##### Input #####
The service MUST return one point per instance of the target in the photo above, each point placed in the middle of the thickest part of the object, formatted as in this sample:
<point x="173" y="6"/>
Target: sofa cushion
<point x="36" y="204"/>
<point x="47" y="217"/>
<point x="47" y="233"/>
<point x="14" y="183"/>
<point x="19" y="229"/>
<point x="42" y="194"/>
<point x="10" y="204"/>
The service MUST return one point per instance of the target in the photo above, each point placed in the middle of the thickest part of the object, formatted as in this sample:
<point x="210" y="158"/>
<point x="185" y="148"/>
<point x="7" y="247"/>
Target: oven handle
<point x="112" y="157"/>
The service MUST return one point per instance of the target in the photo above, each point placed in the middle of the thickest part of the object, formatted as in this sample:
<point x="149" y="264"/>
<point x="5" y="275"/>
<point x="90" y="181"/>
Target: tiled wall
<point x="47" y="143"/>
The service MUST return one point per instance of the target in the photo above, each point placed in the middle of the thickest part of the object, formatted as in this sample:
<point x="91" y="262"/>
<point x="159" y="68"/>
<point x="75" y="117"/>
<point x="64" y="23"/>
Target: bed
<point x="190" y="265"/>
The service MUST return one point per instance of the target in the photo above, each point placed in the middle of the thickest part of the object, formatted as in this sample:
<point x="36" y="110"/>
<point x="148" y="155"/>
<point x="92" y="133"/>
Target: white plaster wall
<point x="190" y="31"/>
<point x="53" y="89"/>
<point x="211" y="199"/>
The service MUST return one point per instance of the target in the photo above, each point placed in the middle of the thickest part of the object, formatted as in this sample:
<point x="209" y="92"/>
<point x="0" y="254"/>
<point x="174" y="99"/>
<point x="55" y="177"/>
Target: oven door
#####
Task to complete:
Can you reproduce all the material exactly?

Solution for this task:
The service MUST return one point per instance of the target in the photo above, each point placed in the middle of the thickest part of the object, formatted as in this sample:
<point x="173" y="6"/>
Target: sofa cushion
<point x="36" y="204"/>
<point x="47" y="217"/>
<point x="47" y="233"/>
<point x="14" y="183"/>
<point x="19" y="229"/>
<point x="42" y="194"/>
<point x="10" y="204"/>
The service MUST return one point per instance of the target in the photo above, each point placed in the middle of the thickest part of the object, formatted as in this sample:
<point x="210" y="158"/>
<point x="185" y="148"/>
<point x="7" y="247"/>
Target: oven handle
<point x="112" y="157"/>
The service MUST return one point per instance of the target in the photo above, each point placed in the middle of the thickest part of the object, formatted as in this sample:
<point x="149" y="264"/>
<point x="5" y="275"/>
<point x="90" y="181"/>
Target: tiled wall
<point x="47" y="143"/>
The service MUST return one point per instance of the target in the photo above, each point placed in the middle of the thickest part of the object, formatted as in this sample:
<point x="91" y="262"/>
<point x="159" y="68"/>
<point x="75" y="117"/>
<point x="64" y="23"/>
Target: bed
<point x="190" y="265"/>
The service MUST return one point per instance of the target in the photo above, each point placed in the middle of the thickest part of the object, formatted as in this sample:
<point x="36" y="110"/>
<point x="148" y="155"/>
<point x="92" y="133"/>
Target: white plaster wall
<point x="190" y="31"/>
<point x="53" y="89"/>
<point x="211" y="199"/>
The service MUST return one point per instance of the target in the photo above, each point placed in the middle of the thickest part of the object, formatted as in this sample:
<point x="209" y="92"/>
<point x="0" y="254"/>
<point x="174" y="99"/>
<point x="55" y="177"/>
Target: oven door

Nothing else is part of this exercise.